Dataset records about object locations
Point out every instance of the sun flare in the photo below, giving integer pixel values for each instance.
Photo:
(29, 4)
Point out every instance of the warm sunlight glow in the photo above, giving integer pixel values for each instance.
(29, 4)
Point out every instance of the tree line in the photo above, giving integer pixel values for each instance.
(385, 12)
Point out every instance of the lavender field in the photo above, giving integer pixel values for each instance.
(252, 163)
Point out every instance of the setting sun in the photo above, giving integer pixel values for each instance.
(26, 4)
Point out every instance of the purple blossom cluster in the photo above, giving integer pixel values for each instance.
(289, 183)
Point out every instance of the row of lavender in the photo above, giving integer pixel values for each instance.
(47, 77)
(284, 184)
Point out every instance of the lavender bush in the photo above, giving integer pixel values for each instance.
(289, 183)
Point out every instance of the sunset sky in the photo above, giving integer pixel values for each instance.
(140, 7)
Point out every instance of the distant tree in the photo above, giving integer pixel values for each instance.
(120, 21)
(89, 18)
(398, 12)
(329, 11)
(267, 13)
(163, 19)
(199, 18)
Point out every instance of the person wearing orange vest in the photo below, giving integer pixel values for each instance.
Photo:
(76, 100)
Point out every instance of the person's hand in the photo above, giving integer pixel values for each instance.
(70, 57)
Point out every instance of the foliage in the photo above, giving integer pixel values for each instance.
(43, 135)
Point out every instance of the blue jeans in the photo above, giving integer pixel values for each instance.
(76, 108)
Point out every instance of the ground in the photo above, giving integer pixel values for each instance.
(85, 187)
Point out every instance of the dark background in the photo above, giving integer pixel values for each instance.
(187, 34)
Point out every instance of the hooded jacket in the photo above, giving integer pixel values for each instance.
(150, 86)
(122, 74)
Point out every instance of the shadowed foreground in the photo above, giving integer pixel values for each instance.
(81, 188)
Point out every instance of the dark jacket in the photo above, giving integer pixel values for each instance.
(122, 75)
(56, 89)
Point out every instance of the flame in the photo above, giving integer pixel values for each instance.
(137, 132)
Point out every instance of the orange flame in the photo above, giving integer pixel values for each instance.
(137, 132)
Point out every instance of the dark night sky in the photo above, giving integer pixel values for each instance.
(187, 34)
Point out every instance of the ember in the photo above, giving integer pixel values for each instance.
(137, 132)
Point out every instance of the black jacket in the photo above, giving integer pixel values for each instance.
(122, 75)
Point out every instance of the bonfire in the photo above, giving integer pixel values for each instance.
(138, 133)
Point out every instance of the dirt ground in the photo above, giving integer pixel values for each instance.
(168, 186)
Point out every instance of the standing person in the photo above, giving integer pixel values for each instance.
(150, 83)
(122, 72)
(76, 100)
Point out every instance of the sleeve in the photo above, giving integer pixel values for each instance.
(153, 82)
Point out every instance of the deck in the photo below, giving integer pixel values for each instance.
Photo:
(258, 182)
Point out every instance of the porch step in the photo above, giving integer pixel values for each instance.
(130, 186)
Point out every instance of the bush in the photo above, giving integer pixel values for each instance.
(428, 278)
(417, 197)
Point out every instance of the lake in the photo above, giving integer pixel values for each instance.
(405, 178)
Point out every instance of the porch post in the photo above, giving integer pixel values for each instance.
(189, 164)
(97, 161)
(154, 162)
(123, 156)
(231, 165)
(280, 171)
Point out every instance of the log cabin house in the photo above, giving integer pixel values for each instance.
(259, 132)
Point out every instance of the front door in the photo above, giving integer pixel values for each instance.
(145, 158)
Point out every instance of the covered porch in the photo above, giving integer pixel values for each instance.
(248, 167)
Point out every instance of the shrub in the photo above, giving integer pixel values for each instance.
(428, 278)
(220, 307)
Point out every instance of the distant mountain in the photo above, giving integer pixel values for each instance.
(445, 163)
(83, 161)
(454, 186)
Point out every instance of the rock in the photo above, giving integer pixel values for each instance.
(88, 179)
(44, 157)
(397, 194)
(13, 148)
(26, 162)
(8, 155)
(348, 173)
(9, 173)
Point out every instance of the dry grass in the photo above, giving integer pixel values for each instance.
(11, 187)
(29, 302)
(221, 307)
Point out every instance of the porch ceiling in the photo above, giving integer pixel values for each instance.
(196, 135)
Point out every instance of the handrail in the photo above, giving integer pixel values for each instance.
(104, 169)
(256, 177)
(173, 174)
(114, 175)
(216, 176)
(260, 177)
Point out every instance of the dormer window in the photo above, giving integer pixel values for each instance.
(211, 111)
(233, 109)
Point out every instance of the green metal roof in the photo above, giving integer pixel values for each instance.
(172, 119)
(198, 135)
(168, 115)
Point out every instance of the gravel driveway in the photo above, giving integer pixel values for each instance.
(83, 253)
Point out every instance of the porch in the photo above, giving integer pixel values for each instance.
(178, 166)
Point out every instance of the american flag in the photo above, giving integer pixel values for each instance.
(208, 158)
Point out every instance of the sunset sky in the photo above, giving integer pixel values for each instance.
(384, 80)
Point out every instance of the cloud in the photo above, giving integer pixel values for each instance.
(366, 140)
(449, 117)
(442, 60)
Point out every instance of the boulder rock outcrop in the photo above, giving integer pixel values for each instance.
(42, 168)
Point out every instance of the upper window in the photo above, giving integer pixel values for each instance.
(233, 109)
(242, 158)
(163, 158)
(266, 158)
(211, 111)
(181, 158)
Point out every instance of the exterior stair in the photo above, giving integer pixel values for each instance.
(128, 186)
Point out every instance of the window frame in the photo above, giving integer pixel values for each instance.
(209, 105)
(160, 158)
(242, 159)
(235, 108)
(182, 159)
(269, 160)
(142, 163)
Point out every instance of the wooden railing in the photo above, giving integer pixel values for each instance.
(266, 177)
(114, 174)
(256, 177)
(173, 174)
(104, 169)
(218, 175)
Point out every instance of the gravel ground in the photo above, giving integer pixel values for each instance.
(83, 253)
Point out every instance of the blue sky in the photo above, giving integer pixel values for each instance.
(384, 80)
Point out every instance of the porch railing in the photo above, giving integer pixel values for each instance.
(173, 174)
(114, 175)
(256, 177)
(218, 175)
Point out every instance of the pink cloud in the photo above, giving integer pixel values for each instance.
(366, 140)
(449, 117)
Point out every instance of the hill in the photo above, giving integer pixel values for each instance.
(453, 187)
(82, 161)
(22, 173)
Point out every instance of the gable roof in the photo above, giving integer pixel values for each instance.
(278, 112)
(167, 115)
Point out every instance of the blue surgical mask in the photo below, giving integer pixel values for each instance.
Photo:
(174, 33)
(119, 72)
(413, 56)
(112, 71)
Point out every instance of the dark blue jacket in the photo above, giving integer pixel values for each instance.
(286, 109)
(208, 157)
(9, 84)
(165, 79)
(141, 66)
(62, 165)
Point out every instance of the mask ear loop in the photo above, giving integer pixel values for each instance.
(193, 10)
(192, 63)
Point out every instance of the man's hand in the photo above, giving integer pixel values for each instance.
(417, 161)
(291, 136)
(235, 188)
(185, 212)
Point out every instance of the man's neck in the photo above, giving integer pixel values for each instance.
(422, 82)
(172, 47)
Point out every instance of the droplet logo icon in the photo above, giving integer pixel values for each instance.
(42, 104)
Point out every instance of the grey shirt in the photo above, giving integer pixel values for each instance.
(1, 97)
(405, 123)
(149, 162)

▶ [PROBLEM REQUIREMENTS] Please repeat the listing above in full and exactly.

▶ [FINISHED ANSWER]
Point out every instance of the sun flare in the photo below, giving integer pixel values for each instance.
Photo:
(29, 4)
Point out every instance of the warm sunlight glow in the photo above, giving integer pixel values for each instance.
(29, 4)
Point out every instance of the tree line in the photo above, giving integer pixel values for each instance.
(385, 12)
Point out every instance of the lavender field in the photo above, giving integer pixel values for each instance.
(252, 163)
Point out every instance of the setting sun in the photo above, giving integer pixel values for each instance.
(26, 4)
Point out every instance of the purple blossom cluster in the photo above, giving integer pixel values for each instance.
(289, 183)
Point out every instance of the row of lavender in the photo above, giving integer pixel values for each instance.
(47, 77)
(284, 184)
Point out every instance of the lavender bush in the photo above, giving integer pixel values for each instance.
(289, 183)
Point out every instance of the sunset sky in the photo above, giving integer pixel values for each instance.
(140, 7)
Point out every instance of the distant tree in the photo above, giving integer pixel values for each instance.
(120, 21)
(89, 18)
(398, 12)
(329, 11)
(267, 13)
(163, 19)
(199, 18)
Point out every instance of the person wearing orange vest in the photo below, giving integer pixel values for each instance.
Photo:
(76, 100)
Point out every instance of the person's hand in the photo above, giving integer pixel values for each instance.
(70, 57)
Point out every instance of the foliage in the photo above, giving integer pixel values for each instance.
(43, 135)
Point out every instance of the blue jeans in the photo above, giving integer pixel values for each instance.
(76, 108)
Point out every instance of the ground in the photo above, giving integer pixel values for each instance.
(85, 187)
Point out every instance of the dark background in the photo above, giving integer pixel values for each instance.
(187, 34)
Point out every instance of the hooded jacket in the photo above, giving integer pixel values for each instance.
(150, 86)
(122, 74)
Point out every instance of the shadowed foreground in the photo above, giving integer pixel values for each instance.
(81, 188)
Point out every instance of the dark jacket in the photo above, giving integer pixel values for each instance.
(122, 75)
(56, 89)
Point out every instance of the flame in the photo above, giving integer pixel values for each instance.
(137, 132)
Point out every instance of the orange flame in the photo above, giving integer pixel values for each instance.
(137, 132)
Point out every instance of the dark night sky in the photo above, giving integer pixel values for each instance.
(187, 34)
Point out every instance of the ember in the photo above, giving integer pixel values for each instance.
(137, 132)
Point out every instance of the black jacket in the photo above, giving integer pixel values for each instance.
(122, 75)
Point out every instance of the bonfire in the photo above, giving integer pixel values for each instance.
(138, 133)
Point out every instance of the dirt ground in the photo above, giving integer pixel values for each instance.
(168, 186)
Point out every instance of the standing person in the photo above, giving integer pixel values for each instance.
(150, 83)
(122, 72)
(76, 100)
Point out every instance of the sleeve in the photo above, giving integer pixel values for each instance.
(153, 82)
Point out every instance of the deck in the photo below, giving integer pixel values for each instance.
Photo:
(258, 182)
Point out every instance of the porch step in the photo above, giving integer pixel values for each instance.
(130, 186)
Point out every instance of the bush in the photo above, giving integer pixel values for each instance.
(428, 278)
(417, 197)
Point out every instance of the lake in the photo above, giving integer pixel values for each instance.
(405, 178)
Point out every instance of the porch post in the photo above, giving integer pixel values for each instance.
(189, 164)
(97, 161)
(154, 162)
(123, 156)
(231, 165)
(280, 171)
Point out every instance of the log cabin house in the photo above, giving integer pixel values for each instance.
(259, 132)
Point out every instance of the front door in the photo above, giving integer pixel values for each instance.
(145, 158)
Point out every instance of the covered porch in the photo above, giving integer pixel values for each instance.
(248, 167)
Point out every instance of the shrub in the photo above, giving integer pixel values for each instance.
(428, 278)
(220, 307)
Point out every instance of the distant mountain in the photo above, giving integer pixel values for each instance.
(445, 163)
(83, 161)
(454, 186)
Point out every instance of the rock in the photo above, giving integer pixel values for each instance.
(88, 179)
(44, 157)
(397, 194)
(13, 148)
(26, 162)
(8, 155)
(348, 173)
(9, 173)
Point out every instance of the dry grass in the photo above, giving integer pixel values for each instance.
(11, 187)
(29, 302)
(221, 307)
Point out every instance of the porch ceiling in the photo above, giving integer pixel values for each instance.
(196, 135)
Point out every instance of the handrail in the photo above, giving integer pixel values for each instance.
(104, 169)
(256, 177)
(173, 174)
(114, 175)
(216, 176)
(260, 177)
Point out every instance of the dormer window in the photo above, giving integer pixel values for each instance.
(211, 111)
(233, 109)
Point out every instance of the green metal roof in the photo above, giving integer pixel values for each instance.
(172, 119)
(198, 135)
(168, 115)
Point out every instance of the gravel driveway in the photo above, giving integer pixel values for each instance.
(83, 253)
Point out every instance of the porch in the photo above, giving integer pixel values for each instance.
(178, 166)
Point out every instance of the american flag in the photo above, giving integer pixel values for each instance.
(208, 158)
Point out every instance of the sunset sky in the photo above, giving integer pixel values for each instance.
(384, 80)
Point out every instance of the cloud in the photo above, giving integer pixel values for each instance.
(366, 140)
(449, 117)
(442, 60)
Point out every instance of the boulder rock outcrop in the photo above, giving integer pixel values for each instance.
(42, 168)
Point out every instance of the upper window in the photo above, giving integer pixel values for each instance.
(233, 109)
(242, 158)
(163, 158)
(266, 158)
(211, 111)
(181, 158)
Point out every instance of the exterior stair in the photo above, giving integer pixel values for each instance.
(128, 186)
Point out every instance of the window frame in the photo above, giving integer pixel values for each instance.
(209, 105)
(160, 158)
(242, 159)
(235, 108)
(182, 159)
(269, 160)
(142, 163)
Point out every instance of the wooden railing in the photo above, giving integer pixel values for each instance.
(266, 177)
(114, 174)
(256, 177)
(173, 174)
(104, 169)
(218, 175)
Point out every instance of the gravel ground in the photo above, giving integer pixel values for each instance.
(83, 253)
Point out every instance of the blue sky in the photo above, giving integer pixel values for each instance.
(384, 80)
Point out every instance of the porch railing in the photo above, giving integer pixel values for each instance.
(173, 174)
(114, 175)
(256, 177)
(218, 175)
Point out every instance of the pink cloud in the photo above, giving integer pixel values for each instance.
(366, 140)
(449, 117)
Point out every instance of the hill in the photo above, giving integer pixel values for each instance.
(453, 187)
(82, 161)
(22, 173)
Point out every instance of the gable roof in the photo above, giving integer pixel values for each instance.
(278, 112)
(167, 115)
Point out every instance of the blue surgical mask in the photo below, giving integer pixel values for each instance.
Photo:
(174, 33)
(119, 72)
(413, 56)
(112, 71)
Point out every instance of the dark blue jacket in the photo above, giving integer pixel values for each instance.
(286, 109)
(208, 157)
(9, 84)
(165, 79)
(141, 66)
(62, 165)
Point out every instance of the mask ear loop in the photo above, giving integer pixel values for each instance.
(193, 10)
(192, 63)
Point out every instance of the man's hand in the photo above, giving integer pixel values for each instance.
(417, 161)
(291, 136)
(235, 188)
(185, 212)
Point out every instance of the man's neck in the photo above, giving integer pixel values for each instance.
(422, 82)
(172, 47)
Point out every instance of the droplet logo icon in the photo above, giving integer pixel values for each instance.
(42, 104)
Point out every instance of the grey shirt in the photo above, giving integer pixel values for each instance.
(1, 97)
(405, 123)
(149, 162)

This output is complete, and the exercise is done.